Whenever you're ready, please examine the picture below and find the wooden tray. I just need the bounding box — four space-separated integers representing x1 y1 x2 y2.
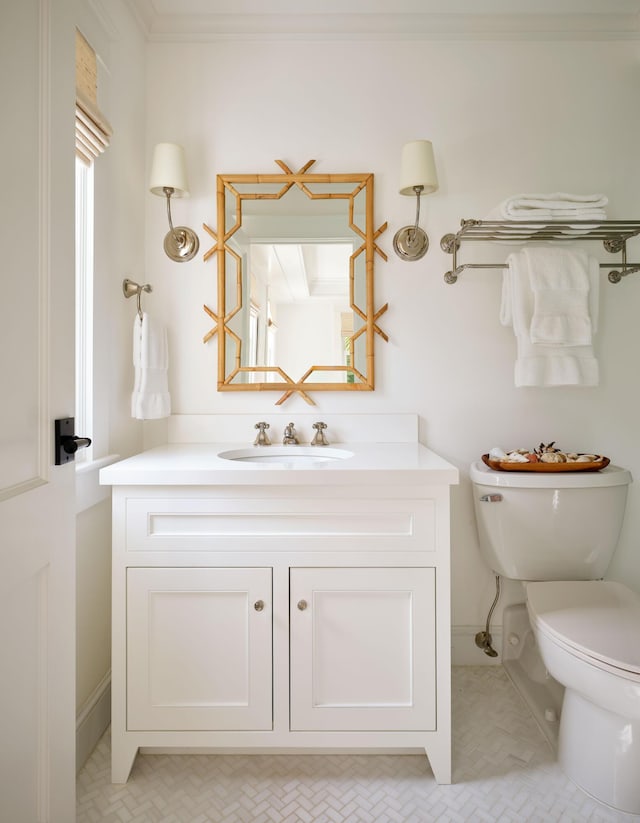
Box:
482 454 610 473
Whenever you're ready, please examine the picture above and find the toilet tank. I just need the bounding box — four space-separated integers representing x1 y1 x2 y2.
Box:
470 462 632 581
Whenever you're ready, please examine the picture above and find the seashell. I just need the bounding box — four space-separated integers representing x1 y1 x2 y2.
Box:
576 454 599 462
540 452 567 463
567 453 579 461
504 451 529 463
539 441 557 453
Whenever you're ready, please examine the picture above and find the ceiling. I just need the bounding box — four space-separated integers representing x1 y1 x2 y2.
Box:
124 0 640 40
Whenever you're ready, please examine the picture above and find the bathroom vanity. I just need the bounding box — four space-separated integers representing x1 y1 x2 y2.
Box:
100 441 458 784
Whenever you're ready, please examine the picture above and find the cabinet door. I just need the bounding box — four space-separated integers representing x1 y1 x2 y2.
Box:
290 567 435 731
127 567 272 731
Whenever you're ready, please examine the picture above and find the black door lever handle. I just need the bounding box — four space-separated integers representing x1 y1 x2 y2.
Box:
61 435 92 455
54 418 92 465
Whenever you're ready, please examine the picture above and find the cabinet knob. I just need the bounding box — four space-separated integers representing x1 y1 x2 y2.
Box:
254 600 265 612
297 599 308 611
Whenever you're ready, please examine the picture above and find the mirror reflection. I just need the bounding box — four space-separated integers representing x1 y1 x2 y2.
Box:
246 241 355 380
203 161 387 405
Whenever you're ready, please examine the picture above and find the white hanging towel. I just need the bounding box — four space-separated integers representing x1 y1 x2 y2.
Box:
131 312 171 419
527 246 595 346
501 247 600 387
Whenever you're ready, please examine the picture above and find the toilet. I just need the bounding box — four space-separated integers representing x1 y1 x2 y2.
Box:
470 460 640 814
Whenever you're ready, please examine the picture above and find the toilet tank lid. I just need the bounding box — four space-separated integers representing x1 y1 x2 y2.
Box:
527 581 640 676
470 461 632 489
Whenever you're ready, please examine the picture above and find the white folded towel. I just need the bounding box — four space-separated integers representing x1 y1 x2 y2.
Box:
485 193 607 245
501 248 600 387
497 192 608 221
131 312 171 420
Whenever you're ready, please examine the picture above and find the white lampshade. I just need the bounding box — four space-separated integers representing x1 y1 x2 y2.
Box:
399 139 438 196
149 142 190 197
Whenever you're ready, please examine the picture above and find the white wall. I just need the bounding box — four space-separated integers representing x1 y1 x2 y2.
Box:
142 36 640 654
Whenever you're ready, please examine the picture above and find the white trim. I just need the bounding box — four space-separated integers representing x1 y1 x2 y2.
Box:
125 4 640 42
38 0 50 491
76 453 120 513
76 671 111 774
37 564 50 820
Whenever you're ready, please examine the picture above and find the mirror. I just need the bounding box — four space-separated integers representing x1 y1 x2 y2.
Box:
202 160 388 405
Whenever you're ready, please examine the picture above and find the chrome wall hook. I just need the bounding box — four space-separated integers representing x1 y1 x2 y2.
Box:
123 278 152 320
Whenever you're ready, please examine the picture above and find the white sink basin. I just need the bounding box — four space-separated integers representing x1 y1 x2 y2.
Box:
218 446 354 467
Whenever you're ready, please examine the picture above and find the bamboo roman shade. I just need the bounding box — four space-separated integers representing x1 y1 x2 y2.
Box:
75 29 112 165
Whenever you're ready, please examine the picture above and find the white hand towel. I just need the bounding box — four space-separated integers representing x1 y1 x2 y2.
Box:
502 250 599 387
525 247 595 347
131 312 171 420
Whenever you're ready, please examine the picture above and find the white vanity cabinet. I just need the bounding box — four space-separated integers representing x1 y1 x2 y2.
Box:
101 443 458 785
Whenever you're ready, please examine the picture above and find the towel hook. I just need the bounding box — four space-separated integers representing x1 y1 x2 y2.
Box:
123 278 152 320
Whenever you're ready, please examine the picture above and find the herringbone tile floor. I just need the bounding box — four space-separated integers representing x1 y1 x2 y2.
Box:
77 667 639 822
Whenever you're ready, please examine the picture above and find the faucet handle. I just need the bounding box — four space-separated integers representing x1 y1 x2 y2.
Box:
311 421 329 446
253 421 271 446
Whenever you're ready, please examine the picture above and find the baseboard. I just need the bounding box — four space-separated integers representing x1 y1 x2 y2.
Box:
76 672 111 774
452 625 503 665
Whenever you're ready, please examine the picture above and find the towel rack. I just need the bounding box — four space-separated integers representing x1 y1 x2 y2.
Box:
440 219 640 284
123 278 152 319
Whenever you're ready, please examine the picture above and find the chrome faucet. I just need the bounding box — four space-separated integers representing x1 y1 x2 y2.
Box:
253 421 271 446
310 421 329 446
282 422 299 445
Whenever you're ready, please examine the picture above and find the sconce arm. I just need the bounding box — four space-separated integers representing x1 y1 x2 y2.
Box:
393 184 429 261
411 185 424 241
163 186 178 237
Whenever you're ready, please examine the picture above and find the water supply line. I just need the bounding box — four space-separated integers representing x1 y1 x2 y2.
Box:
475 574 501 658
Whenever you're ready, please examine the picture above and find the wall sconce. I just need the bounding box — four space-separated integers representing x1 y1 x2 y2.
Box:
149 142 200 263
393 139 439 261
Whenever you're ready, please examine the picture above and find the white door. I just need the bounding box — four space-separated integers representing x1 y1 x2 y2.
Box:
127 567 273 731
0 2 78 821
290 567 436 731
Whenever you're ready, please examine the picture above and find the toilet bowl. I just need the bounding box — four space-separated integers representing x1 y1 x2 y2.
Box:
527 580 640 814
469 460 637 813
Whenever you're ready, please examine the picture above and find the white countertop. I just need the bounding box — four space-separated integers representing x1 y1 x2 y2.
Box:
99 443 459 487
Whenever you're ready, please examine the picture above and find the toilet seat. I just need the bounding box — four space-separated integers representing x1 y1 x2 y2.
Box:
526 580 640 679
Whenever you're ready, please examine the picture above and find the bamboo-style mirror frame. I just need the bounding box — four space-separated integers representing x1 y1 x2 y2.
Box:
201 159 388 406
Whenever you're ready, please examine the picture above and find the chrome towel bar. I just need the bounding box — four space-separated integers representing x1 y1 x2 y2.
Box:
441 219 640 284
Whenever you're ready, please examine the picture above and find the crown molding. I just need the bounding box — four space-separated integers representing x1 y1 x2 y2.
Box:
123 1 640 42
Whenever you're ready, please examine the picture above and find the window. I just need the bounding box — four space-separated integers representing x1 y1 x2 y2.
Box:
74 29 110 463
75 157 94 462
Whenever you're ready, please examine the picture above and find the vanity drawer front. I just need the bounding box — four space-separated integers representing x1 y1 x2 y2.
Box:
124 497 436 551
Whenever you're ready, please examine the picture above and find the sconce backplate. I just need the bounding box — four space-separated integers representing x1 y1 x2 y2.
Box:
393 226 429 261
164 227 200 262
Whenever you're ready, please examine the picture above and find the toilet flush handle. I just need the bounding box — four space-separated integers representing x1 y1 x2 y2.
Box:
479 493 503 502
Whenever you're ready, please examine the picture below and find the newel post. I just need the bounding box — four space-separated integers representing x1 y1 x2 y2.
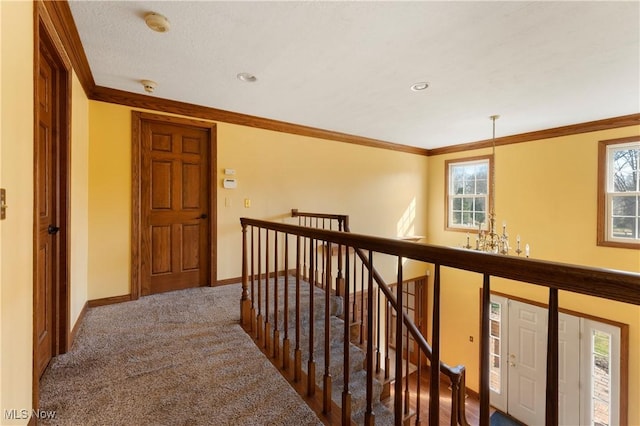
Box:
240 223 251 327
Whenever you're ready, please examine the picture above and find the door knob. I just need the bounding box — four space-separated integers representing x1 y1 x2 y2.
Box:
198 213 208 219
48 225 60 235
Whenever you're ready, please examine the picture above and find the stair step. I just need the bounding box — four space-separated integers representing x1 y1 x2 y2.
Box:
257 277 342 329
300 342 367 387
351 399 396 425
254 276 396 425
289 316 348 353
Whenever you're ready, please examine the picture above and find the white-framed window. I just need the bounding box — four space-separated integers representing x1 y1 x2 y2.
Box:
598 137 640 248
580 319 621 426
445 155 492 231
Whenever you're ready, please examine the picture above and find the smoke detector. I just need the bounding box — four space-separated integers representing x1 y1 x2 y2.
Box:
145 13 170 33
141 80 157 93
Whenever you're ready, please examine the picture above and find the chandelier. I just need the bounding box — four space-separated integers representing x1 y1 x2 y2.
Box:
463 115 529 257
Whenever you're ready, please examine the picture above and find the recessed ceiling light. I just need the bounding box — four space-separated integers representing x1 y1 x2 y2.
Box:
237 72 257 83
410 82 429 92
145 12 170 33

*****

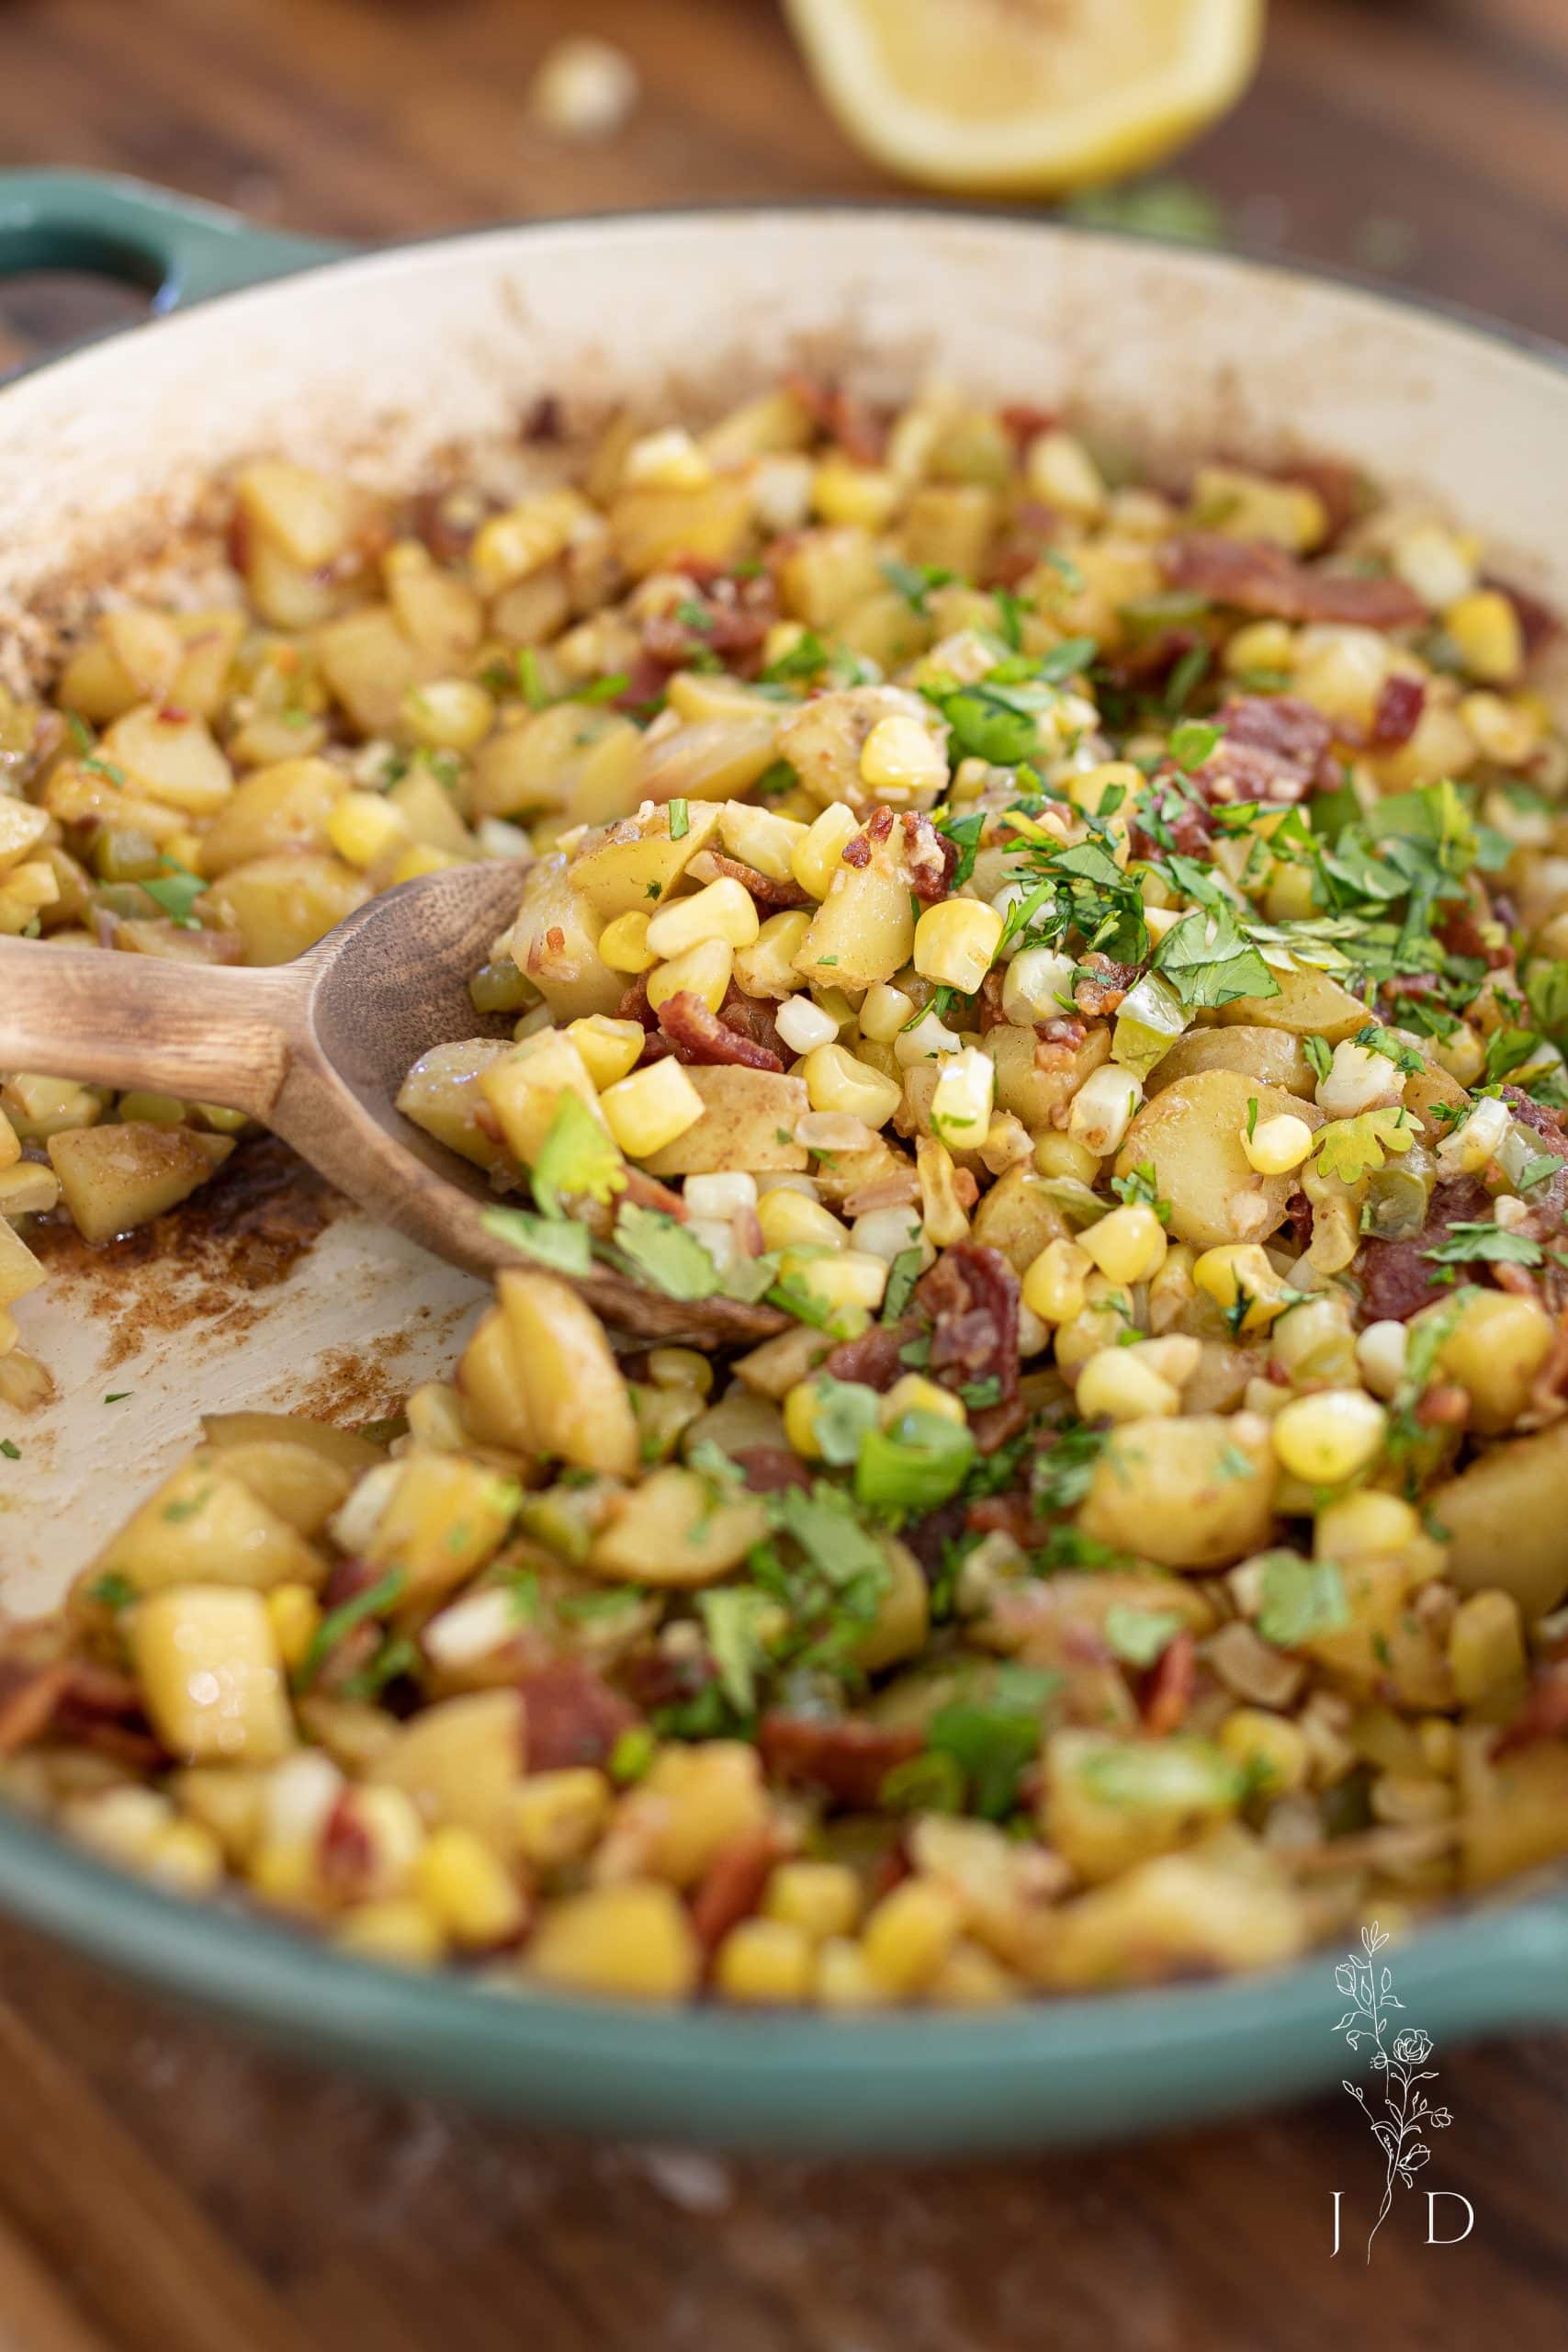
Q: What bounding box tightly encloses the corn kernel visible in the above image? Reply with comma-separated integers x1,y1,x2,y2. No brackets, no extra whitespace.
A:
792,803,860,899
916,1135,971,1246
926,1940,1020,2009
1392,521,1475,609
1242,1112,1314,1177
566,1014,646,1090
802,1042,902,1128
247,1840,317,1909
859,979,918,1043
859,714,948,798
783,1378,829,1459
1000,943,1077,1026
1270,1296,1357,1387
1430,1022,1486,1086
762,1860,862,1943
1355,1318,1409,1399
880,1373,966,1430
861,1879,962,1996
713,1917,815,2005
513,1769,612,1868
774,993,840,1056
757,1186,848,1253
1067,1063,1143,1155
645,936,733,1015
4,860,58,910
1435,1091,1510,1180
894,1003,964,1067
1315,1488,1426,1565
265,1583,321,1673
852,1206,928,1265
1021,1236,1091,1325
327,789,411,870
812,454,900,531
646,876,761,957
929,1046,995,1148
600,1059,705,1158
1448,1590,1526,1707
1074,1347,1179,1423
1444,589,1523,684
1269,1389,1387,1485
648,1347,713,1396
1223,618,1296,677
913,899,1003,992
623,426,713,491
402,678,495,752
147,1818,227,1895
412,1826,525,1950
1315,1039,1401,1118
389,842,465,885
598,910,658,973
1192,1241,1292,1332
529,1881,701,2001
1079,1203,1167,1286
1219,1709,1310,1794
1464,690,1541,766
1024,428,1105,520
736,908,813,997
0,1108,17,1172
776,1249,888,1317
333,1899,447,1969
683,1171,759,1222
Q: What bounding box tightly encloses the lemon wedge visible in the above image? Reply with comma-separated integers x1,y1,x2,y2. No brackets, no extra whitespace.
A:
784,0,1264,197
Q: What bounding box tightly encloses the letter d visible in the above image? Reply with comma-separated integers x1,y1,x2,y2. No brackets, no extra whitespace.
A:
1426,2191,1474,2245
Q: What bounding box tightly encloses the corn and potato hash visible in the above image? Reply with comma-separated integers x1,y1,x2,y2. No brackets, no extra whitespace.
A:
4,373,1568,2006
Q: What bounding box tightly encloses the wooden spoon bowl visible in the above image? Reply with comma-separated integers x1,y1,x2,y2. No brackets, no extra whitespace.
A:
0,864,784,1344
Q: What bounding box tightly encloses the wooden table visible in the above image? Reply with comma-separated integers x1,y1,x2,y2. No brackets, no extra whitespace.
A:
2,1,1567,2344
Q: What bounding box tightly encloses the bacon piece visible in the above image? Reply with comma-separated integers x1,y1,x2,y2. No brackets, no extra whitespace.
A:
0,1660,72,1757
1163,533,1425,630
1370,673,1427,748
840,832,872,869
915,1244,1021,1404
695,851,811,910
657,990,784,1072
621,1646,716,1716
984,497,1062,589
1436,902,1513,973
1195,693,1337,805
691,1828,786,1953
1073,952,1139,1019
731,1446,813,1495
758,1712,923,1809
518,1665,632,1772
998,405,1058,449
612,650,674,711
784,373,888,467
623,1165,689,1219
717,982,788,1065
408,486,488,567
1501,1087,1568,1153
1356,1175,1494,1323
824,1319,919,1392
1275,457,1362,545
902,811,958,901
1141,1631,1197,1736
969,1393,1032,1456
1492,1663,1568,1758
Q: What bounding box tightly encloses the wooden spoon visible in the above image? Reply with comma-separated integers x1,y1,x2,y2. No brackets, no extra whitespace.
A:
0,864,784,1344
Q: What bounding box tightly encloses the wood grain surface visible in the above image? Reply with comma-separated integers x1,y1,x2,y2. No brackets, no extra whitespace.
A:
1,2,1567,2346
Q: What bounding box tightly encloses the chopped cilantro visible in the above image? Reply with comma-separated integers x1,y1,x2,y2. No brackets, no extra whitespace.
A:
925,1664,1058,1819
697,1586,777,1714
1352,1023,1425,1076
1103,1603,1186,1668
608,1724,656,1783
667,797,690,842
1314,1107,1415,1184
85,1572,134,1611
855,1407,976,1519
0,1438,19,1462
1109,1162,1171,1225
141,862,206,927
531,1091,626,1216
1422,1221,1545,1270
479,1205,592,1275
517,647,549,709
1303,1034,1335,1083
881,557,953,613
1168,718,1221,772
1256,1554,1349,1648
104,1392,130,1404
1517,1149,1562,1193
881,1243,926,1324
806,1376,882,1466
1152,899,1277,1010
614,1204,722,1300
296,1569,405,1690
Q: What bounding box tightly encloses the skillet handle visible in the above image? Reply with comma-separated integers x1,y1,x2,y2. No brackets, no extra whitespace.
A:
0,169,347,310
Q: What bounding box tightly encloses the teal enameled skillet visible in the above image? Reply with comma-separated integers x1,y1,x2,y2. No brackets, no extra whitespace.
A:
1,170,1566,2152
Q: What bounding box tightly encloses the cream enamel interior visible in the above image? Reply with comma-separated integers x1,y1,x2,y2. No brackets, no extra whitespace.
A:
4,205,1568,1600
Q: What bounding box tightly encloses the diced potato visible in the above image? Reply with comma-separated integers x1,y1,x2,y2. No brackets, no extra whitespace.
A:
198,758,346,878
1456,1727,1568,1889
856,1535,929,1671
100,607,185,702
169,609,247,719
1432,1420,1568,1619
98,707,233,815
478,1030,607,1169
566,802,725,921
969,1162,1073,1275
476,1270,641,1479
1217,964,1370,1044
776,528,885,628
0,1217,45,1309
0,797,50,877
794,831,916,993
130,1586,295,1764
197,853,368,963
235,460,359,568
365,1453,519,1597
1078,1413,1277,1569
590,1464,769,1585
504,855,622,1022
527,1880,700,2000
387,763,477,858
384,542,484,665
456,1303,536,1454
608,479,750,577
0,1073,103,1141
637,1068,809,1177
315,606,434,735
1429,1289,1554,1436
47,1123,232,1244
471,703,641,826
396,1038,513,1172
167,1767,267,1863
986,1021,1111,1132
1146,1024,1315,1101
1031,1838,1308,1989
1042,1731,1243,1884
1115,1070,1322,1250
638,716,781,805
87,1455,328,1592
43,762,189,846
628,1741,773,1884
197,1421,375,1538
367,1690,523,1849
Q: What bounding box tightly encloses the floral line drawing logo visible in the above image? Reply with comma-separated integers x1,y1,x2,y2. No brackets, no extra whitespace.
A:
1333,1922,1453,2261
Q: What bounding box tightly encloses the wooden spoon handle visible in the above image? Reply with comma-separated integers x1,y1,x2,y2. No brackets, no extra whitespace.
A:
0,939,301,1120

*****

→ **Exercise**:
Output only the stretch above from the line with "find the wooden" through the line with "find the seashell.", reproduced exactly. Exclude pictures.

→ **Answer section**:
Whenever you're ready, please examine the picture below and find the wooden tray. I just need the bounding box — four space-separated integers representing x1 y1 x2 y2.
Box:
482 454 610 473
Whenever you're ready, please examine the picture above and find the toilet tank. I just need the bounding box — four space-separated integers representing x1 y1 x2 y2.
Box:
470 462 632 581
Whenever you're ready, please examine the picture above and find the seashell. I just need the bounding box — four space-separated integers representing x1 y1 x2 y2.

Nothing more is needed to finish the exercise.